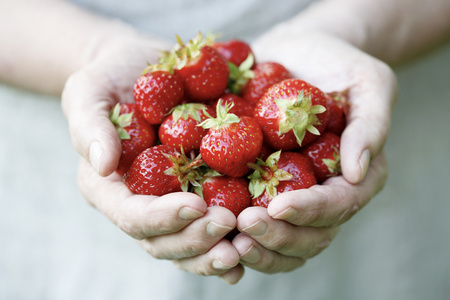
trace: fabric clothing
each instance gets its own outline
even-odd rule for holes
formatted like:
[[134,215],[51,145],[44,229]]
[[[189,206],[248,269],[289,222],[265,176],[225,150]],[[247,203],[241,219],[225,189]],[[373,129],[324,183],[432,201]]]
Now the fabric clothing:
[[[169,39],[180,29],[187,38],[198,30],[254,38],[307,5],[74,2]],[[191,7],[205,12],[194,14]],[[232,12],[225,22],[222,16]],[[79,159],[59,99],[0,84],[0,299],[450,299],[448,70],[450,45],[395,70],[400,96],[386,145],[390,177],[330,247],[290,273],[246,269],[235,286],[152,258],[87,205],[76,185]]]
[[314,0],[72,0],[91,11],[119,18],[133,26],[174,41],[198,31],[223,38],[252,40],[274,24],[296,15]]

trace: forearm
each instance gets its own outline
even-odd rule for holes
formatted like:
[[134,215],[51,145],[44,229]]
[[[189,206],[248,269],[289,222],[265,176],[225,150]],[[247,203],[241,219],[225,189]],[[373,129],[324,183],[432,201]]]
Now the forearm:
[[276,30],[320,31],[398,64],[450,39],[448,0],[324,0]]
[[105,45],[143,39],[120,21],[60,0],[2,1],[0,19],[0,81],[42,93],[59,94]]

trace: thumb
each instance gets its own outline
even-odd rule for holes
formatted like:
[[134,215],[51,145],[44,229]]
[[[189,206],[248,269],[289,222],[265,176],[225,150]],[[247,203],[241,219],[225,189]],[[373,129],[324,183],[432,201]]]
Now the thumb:
[[341,137],[342,173],[353,184],[364,179],[371,159],[383,149],[397,97],[397,81],[389,67],[371,75],[350,91],[348,125]]
[[[113,173],[121,155],[121,142],[109,119],[111,108],[118,102],[108,79],[90,76],[88,71],[74,73],[62,94],[62,109],[69,123],[76,151],[101,176]],[[95,80],[94,80],[95,78]],[[95,84],[93,84],[95,82]]]

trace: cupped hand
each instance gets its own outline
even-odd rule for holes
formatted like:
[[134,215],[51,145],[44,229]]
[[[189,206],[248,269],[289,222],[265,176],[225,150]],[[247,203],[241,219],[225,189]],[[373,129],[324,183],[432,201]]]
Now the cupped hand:
[[283,26],[253,45],[259,61],[277,61],[324,92],[348,90],[350,111],[341,137],[342,176],[278,195],[267,209],[242,212],[233,240],[243,265],[286,272],[325,249],[342,223],[384,186],[383,153],[397,95],[396,78],[383,62],[320,32],[292,34]]
[[322,185],[280,194],[267,209],[244,210],[237,220],[242,233],[232,241],[241,263],[264,273],[301,267],[330,245],[340,225],[382,189],[386,177],[382,152],[358,184],[337,176]]
[[294,77],[324,92],[348,90],[350,110],[341,137],[344,178],[364,179],[371,158],[383,149],[397,97],[397,80],[385,63],[336,37],[311,32],[297,35],[280,26],[252,45],[260,61],[285,65]]
[[133,102],[134,82],[164,49],[165,43],[145,39],[110,41],[68,79],[62,107],[82,157],[78,184],[92,206],[153,257],[172,260],[195,274],[225,274],[233,283],[243,274],[236,249],[223,239],[236,225],[233,213],[207,208],[193,193],[133,194],[115,173],[121,142],[110,110],[118,102]]
[[[199,275],[243,275],[239,254],[224,239],[236,226],[234,214],[206,206],[194,193],[145,196],[132,193],[116,173],[102,177],[84,159],[78,185],[85,199],[157,259],[172,260],[182,270]],[[227,275],[225,275],[227,276]]]

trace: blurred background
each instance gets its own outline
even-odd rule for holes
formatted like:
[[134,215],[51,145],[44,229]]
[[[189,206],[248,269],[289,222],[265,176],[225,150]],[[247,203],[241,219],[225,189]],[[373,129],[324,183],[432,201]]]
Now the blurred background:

++++++++++

### TASK TO COMPLETE
Which lines in the material above include the string "trace"? Pull them out.

### WORKED SOLUTION
trace: fabric clothing
trace: forearm
trace: thumb
trace: cupped hand
trace: blurred background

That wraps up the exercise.